** Exercise directions **
Duplicate every line of the records below without any changes, leaving out the pictures.
-- Start of Record list --
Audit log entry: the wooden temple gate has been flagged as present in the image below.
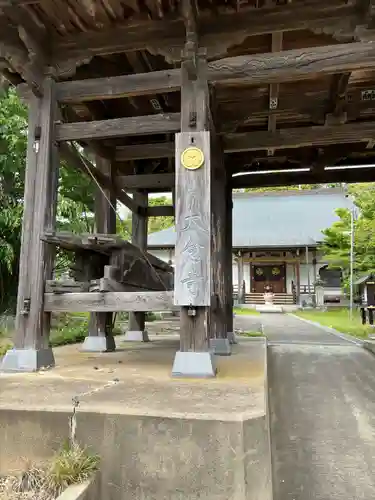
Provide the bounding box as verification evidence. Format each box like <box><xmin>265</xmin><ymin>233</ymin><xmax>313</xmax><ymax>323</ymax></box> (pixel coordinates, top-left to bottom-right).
<box><xmin>0</xmin><ymin>0</ymin><xmax>375</xmax><ymax>375</ymax></box>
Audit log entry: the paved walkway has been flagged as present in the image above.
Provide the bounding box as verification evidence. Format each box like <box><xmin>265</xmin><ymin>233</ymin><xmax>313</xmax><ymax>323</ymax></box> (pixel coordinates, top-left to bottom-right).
<box><xmin>253</xmin><ymin>314</ymin><xmax>375</xmax><ymax>500</ymax></box>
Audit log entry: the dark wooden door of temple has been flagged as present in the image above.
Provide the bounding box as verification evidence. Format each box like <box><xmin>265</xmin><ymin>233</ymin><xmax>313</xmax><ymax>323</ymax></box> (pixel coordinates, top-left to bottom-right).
<box><xmin>251</xmin><ymin>264</ymin><xmax>286</xmax><ymax>293</ymax></box>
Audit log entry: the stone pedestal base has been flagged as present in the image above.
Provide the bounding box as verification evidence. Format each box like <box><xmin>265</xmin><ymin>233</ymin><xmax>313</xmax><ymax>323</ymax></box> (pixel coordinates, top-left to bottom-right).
<box><xmin>172</xmin><ymin>351</ymin><xmax>216</xmax><ymax>378</ymax></box>
<box><xmin>0</xmin><ymin>347</ymin><xmax>55</xmax><ymax>372</ymax></box>
<box><xmin>81</xmin><ymin>335</ymin><xmax>116</xmax><ymax>352</ymax></box>
<box><xmin>227</xmin><ymin>332</ymin><xmax>238</xmax><ymax>344</ymax></box>
<box><xmin>210</xmin><ymin>339</ymin><xmax>232</xmax><ymax>356</ymax></box>
<box><xmin>123</xmin><ymin>330</ymin><xmax>150</xmax><ymax>342</ymax></box>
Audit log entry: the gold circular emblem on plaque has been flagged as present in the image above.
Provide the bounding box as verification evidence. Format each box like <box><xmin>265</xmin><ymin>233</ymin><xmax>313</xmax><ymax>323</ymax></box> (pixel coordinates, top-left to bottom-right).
<box><xmin>181</xmin><ymin>148</ymin><xmax>204</xmax><ymax>170</ymax></box>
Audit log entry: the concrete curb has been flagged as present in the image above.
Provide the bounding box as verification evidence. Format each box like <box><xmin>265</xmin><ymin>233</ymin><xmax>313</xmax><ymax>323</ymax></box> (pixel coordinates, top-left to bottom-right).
<box><xmin>288</xmin><ymin>314</ymin><xmax>364</xmax><ymax>347</ymax></box>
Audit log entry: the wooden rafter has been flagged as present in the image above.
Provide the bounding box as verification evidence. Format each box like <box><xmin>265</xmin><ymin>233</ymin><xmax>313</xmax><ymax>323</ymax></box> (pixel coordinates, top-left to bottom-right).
<box><xmin>110</xmin><ymin>122</ymin><xmax>375</xmax><ymax>161</ymax></box>
<box><xmin>326</xmin><ymin>72</ymin><xmax>351</xmax><ymax>124</ymax></box>
<box><xmin>57</xmin><ymin>42</ymin><xmax>375</xmax><ymax>103</ymax></box>
<box><xmin>53</xmin><ymin>0</ymin><xmax>358</xmax><ymax>63</ymax></box>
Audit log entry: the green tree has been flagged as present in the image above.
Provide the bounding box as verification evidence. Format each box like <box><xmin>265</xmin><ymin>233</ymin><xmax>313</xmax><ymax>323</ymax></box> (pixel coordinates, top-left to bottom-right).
<box><xmin>321</xmin><ymin>183</ymin><xmax>375</xmax><ymax>286</ymax></box>
<box><xmin>148</xmin><ymin>196</ymin><xmax>174</xmax><ymax>234</ymax></box>
<box><xmin>0</xmin><ymin>88</ymin><xmax>95</xmax><ymax>311</ymax></box>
-- End of Record list --
** Solution below **
Audit log entry: the wooden temple gate has been flagged as present in the image below.
Provide the bounding box as verification evidence. Format each box like <box><xmin>265</xmin><ymin>233</ymin><xmax>313</xmax><ymax>323</ymax></box> (pixel coordinates, top-left to bottom-right).
<box><xmin>0</xmin><ymin>0</ymin><xmax>375</xmax><ymax>375</ymax></box>
Audit log entry: the paved walkway has been flagged as present in the image above.
Provide the bounding box as verification evidence. Format each box like <box><xmin>265</xmin><ymin>233</ymin><xmax>313</xmax><ymax>323</ymax></box> (pixel coordinates, top-left to bottom-right).
<box><xmin>253</xmin><ymin>314</ymin><xmax>375</xmax><ymax>500</ymax></box>
Audit log entry: the dark wooden door of temple has been flagged as present in the image above.
Provide the bounding box as verification evidence. Format each box like <box><xmin>265</xmin><ymin>233</ymin><xmax>313</xmax><ymax>323</ymax></box> (pixel coordinates, top-left to bottom-right).
<box><xmin>251</xmin><ymin>264</ymin><xmax>286</xmax><ymax>293</ymax></box>
Audit log entry: the stone pedestal base has been flagged as present in the image above.
Provide the bounding box as verification evidence. Format each box like <box><xmin>265</xmin><ymin>233</ymin><xmax>313</xmax><ymax>323</ymax></box> (pixel coordinates, top-left to bottom-right).
<box><xmin>172</xmin><ymin>351</ymin><xmax>216</xmax><ymax>378</ymax></box>
<box><xmin>0</xmin><ymin>347</ymin><xmax>55</xmax><ymax>372</ymax></box>
<box><xmin>81</xmin><ymin>335</ymin><xmax>116</xmax><ymax>352</ymax></box>
<box><xmin>227</xmin><ymin>332</ymin><xmax>238</xmax><ymax>344</ymax></box>
<box><xmin>210</xmin><ymin>339</ymin><xmax>232</xmax><ymax>356</ymax></box>
<box><xmin>123</xmin><ymin>330</ymin><xmax>150</xmax><ymax>342</ymax></box>
Audit log entry: the gold circular emblem on plaque has been flagged as present in the image above.
Provide the bounding box as verification evidence. Format each box like <box><xmin>265</xmin><ymin>233</ymin><xmax>313</xmax><ymax>323</ymax></box> (pixel coordinates, top-left to bottom-right).
<box><xmin>181</xmin><ymin>148</ymin><xmax>204</xmax><ymax>170</ymax></box>
Audit log entry: the concrete curb has been flagged as present in the image above.
Provide the bounding box as verification evidence. Format each box like <box><xmin>265</xmin><ymin>233</ymin><xmax>313</xmax><ymax>323</ymax></box> (pixel coordinates, top-left to bottom-right).
<box><xmin>288</xmin><ymin>314</ymin><xmax>364</xmax><ymax>347</ymax></box>
Audit log entry: the wooden rafter has been flagged as present in the image above.
Provide the bounding box as verification evidence. Format each box like <box><xmin>265</xmin><ymin>233</ymin><xmax>313</xmax><ymax>323</ymax></box> (pixel coordinates, top-left to bottom-right).
<box><xmin>110</xmin><ymin>122</ymin><xmax>375</xmax><ymax>161</ymax></box>
<box><xmin>326</xmin><ymin>72</ymin><xmax>351</xmax><ymax>124</ymax></box>
<box><xmin>57</xmin><ymin>42</ymin><xmax>375</xmax><ymax>103</ymax></box>
<box><xmin>53</xmin><ymin>0</ymin><xmax>358</xmax><ymax>63</ymax></box>
Audit log entry: the green tree has been flagged as present in the image above.
Provide the bounding box as verification evidence. Format each box like <box><xmin>265</xmin><ymin>233</ymin><xmax>313</xmax><ymax>323</ymax></box> (pixel coordinates, top-left to bottom-right).
<box><xmin>321</xmin><ymin>183</ymin><xmax>375</xmax><ymax>286</ymax></box>
<box><xmin>148</xmin><ymin>196</ymin><xmax>174</xmax><ymax>234</ymax></box>
<box><xmin>0</xmin><ymin>88</ymin><xmax>95</xmax><ymax>311</ymax></box>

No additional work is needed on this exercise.